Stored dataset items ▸

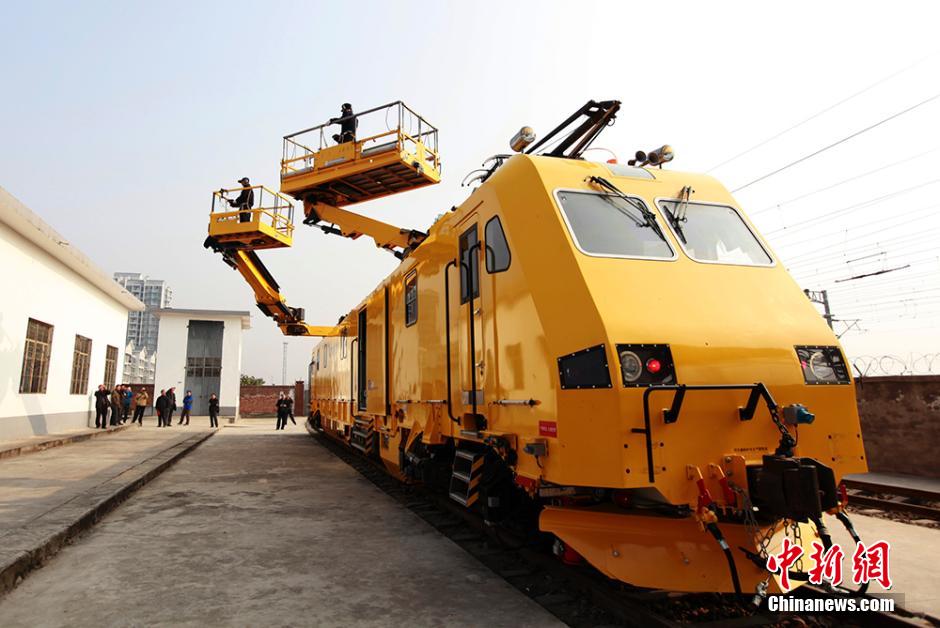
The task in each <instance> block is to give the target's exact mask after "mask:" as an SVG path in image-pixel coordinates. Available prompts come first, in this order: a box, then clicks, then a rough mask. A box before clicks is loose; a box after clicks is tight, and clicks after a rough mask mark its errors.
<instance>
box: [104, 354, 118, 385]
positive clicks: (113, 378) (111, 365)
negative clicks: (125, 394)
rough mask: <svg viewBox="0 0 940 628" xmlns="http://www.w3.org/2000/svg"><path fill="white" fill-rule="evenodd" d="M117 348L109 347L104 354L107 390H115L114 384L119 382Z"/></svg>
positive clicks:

ABOUT THIS EXERCISE ▸
Where does the word "clicks" occur in the records? Return every line that holds it.

SOLUTION FOR THIS EXERCISE ▸
The task in each <instance> block is to give the target's exact mask after "mask:" as an SVG path in image-pixel coordinates. Available prompts come first, in this order: a box, then clicks, then a rough mask. A box before clicks is loose; a box after clicks is tight, and clicks after a rough mask mark its errors.
positive clicks: (113, 378) (111, 365)
negative clicks: (125, 394)
positive clicks:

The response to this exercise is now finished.